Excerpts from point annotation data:
/---
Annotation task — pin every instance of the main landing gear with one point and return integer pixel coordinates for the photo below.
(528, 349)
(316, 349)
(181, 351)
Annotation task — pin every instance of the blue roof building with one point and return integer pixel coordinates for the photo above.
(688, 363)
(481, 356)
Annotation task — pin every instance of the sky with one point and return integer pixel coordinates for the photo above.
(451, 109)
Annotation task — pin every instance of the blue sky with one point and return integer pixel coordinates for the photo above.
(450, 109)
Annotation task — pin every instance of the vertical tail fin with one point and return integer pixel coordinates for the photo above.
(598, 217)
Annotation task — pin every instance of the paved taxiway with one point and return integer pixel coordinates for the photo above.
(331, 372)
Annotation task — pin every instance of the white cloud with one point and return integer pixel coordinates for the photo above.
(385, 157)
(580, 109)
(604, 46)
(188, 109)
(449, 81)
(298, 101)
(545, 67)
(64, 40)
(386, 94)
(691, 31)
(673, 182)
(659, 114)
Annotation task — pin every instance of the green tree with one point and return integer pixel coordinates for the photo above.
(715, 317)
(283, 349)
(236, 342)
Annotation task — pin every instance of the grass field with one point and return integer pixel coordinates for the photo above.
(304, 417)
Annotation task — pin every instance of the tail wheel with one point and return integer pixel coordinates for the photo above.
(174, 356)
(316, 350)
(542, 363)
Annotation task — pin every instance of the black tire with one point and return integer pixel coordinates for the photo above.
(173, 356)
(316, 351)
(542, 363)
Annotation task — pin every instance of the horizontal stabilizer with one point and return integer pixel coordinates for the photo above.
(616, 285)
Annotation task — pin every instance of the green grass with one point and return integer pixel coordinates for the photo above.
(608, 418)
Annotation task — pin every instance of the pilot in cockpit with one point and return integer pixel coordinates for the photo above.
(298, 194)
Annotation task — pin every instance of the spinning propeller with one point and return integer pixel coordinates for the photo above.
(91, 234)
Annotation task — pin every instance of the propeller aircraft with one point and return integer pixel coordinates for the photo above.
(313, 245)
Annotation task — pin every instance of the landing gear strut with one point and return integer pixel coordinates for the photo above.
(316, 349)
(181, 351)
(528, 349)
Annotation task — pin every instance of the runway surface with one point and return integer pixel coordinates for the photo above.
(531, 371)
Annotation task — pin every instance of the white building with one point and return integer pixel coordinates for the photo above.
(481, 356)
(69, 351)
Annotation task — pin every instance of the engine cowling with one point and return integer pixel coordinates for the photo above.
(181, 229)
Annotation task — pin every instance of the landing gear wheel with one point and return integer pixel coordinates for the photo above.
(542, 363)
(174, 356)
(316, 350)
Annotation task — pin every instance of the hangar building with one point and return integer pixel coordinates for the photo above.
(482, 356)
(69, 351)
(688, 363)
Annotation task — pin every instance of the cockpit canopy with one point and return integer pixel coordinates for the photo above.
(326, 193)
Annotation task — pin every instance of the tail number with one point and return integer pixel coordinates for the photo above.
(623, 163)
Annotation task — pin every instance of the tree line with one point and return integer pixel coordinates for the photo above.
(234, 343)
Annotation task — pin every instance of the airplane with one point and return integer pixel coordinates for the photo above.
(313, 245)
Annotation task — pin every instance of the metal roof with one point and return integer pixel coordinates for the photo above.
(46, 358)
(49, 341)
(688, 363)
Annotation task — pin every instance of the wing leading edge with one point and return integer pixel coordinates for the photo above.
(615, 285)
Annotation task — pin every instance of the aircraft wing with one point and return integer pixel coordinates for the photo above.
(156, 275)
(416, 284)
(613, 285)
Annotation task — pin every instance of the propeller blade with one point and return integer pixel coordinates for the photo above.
\---
Exercise:
Return the lines beginning at the one that contains "Annotation task — pin every instance of the airplane" and continuing through the last line of the data, exactly as they stand and without any others.

Solution below:
Annotation task — pin every instance of the airplane with one point and return integer pixel coordinates for the photo above.
(313, 245)
Annotation task — pin every instance of the metal roof with one point and return integer pixel coordinates for the photo above.
(46, 358)
(49, 341)
(688, 363)
Annotation task — pin every instance of the wing leading edge with one point and return integer pixel coordinates for the photo above.
(615, 285)
Annotation task — pin every instance of the aircraft wing with one point and return integer pixel coordinates for the photo above.
(156, 275)
(416, 284)
(613, 285)
Annotation task — pin every instance of the propeller blade with one point and return integer pixel coordinates for the photo above.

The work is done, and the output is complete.